> [SET TASK]: Put every line of the material below into a JSON list of strings, one string per line, leaving out blank lines.

* BEGIN TASK DATA *

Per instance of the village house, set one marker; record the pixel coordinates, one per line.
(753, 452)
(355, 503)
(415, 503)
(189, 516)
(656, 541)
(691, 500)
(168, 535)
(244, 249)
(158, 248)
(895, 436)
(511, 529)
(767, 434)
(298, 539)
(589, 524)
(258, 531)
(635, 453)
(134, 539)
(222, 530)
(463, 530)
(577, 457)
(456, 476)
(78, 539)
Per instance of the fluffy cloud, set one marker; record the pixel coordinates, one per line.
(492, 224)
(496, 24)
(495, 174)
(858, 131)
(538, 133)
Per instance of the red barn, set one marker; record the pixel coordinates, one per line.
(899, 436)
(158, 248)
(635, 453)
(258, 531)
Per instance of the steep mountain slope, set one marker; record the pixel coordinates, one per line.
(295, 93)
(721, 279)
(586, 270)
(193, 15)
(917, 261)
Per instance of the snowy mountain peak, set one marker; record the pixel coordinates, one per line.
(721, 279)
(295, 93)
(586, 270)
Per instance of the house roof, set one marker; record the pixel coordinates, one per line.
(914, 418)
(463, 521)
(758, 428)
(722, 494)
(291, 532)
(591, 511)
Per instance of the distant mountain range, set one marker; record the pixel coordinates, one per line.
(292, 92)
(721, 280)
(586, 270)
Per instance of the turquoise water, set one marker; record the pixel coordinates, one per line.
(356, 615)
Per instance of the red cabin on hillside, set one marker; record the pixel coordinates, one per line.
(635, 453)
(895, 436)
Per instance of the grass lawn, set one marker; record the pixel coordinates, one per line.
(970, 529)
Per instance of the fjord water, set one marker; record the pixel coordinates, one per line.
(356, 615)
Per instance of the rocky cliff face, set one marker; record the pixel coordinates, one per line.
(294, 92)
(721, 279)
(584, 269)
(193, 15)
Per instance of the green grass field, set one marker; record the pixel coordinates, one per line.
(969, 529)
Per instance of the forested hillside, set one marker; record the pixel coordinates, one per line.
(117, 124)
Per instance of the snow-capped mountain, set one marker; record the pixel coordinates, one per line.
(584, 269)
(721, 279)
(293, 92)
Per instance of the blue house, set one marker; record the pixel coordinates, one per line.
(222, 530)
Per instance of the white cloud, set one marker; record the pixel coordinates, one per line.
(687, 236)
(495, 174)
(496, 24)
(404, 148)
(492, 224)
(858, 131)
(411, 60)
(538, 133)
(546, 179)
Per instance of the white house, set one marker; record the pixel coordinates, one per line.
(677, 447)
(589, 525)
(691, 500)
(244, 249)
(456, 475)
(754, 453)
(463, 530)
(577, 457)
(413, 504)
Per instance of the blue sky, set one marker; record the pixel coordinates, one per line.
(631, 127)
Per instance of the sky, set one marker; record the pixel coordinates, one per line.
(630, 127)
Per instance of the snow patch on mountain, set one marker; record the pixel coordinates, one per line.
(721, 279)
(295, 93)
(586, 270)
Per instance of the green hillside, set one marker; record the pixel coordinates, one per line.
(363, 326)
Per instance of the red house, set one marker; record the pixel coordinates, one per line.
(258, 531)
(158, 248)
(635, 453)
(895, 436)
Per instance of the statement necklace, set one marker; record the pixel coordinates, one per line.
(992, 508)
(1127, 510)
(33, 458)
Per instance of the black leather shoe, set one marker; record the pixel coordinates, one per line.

* END TASK DATA *

> [THE OUTPUT]:
[
  "Per instance of the village house, set one marker; record the pixel coordinates, one per line.",
  "(753, 452)",
  "(355, 503)",
  "(415, 503)",
  "(189, 516)",
  "(656, 541)",
  "(691, 500)",
  "(168, 535)",
  "(244, 249)",
  "(158, 248)",
  "(895, 436)",
  "(511, 529)",
  "(767, 434)",
  "(298, 539)",
  "(589, 524)",
  "(258, 531)",
  "(635, 453)",
  "(134, 539)",
  "(222, 530)",
  "(463, 530)",
  "(577, 457)",
  "(456, 476)",
  "(78, 539)",
  "Per instance of the fluffy cloud, set one marker; record the pixel coordinates, one per line.",
  "(492, 224)",
  "(496, 24)",
  "(495, 174)",
  "(858, 131)",
  "(538, 133)",
  "Per instance of the red barn, set one marker; record the pixel coordinates, one per line.",
  "(899, 436)",
  "(158, 248)",
  "(635, 453)",
  "(258, 531)",
  "Per instance of the steep mountain slope, set one marker; record the pixel coordinates, one per line.",
  "(295, 93)",
  "(721, 279)",
  "(586, 270)",
  "(193, 15)",
  "(917, 261)",
  "Per instance of the snowy mountain peak, set one marker; record the pixel coordinates, one per line.",
  "(721, 279)",
  "(295, 93)",
  "(586, 270)",
  "Per instance of the house roof, set one marker; record the pixel coordinates, one per line.",
  "(914, 418)",
  "(463, 521)",
  "(758, 428)",
  "(722, 494)",
  "(291, 532)",
  "(591, 511)",
  "Per instance of the distant mountain range, set one marker; record the pixel coordinates, one per line.",
  "(292, 92)",
  "(721, 280)",
  "(586, 270)",
  "Per instance of the turquoise water, set one marker; record the pixel coordinates, one per line.",
  "(356, 615)",
  "Per instance of the red cabin on hillside, set one marker; record the pixel coordinates, one per line.",
  "(635, 453)",
  "(895, 436)",
  "Per instance of the grass lawn, set one marker; record the pixel coordinates, one per line.",
  "(970, 529)",
  "Per instance of the fjord water, set one marker; record the pixel coordinates, one per line.",
  "(356, 615)",
  "Per instance of the rocky cliff face, set one marker; record the pixel coordinates, one per line.",
  "(294, 92)",
  "(721, 279)",
  "(584, 269)",
  "(193, 15)",
  "Per instance of the green grass field, set one marker; record the pixel coordinates, one per line.",
  "(969, 529)",
  "Per instance of the forested hillside, set one marker; record the pixel coordinates, one per line.",
  "(117, 124)",
  "Per instance of the snow-capped mountain, set one marker; record the pixel coordinates, one per line.",
  "(584, 269)",
  "(721, 279)",
  "(293, 92)",
  "Per instance of the blue house, set one marker; record the pixel coordinates, one per line.",
  "(222, 530)",
  "Per instance of the white cloud, set one marker; record the pixel coordinates, one per line.",
  "(687, 236)",
  "(495, 174)",
  "(496, 24)",
  "(404, 148)",
  "(492, 224)",
  "(858, 131)",
  "(411, 60)",
  "(538, 133)",
  "(546, 179)",
  "Per instance of the white house, set one marker; record the pixel coordinates, one per line.",
  "(677, 447)",
  "(589, 525)",
  "(691, 500)",
  "(244, 249)",
  "(456, 475)",
  "(754, 453)",
  "(463, 530)",
  "(577, 457)",
  "(413, 504)",
  "Per instance of the blue sky, set one marker; record the pixel coordinates, one per line.",
  "(631, 127)",
  "Per instance of the sky, set one marker; record the pixel coordinates, one per line.",
  "(630, 127)",
  "Per instance of the snow patch on mountain, set one marker; record the pixel coordinates, one per line.",
  "(721, 279)",
  "(295, 93)",
  "(586, 270)",
  "Per instance of the green hillside, set one marker; record the pixel coordinates, one per line.",
  "(363, 326)",
  "Per instance of the red house, set one marker; record the pixel coordinates, one per line.",
  "(258, 531)",
  "(158, 248)",
  "(635, 453)",
  "(895, 436)",
  "Per instance of the statement necklace, set one marker; record the pixel coordinates, one per line.",
  "(992, 508)",
  "(1127, 510)",
  "(33, 458)",
  "Per instance of the black leather shoe, set one marker; record the pixel coordinates, one per line."
]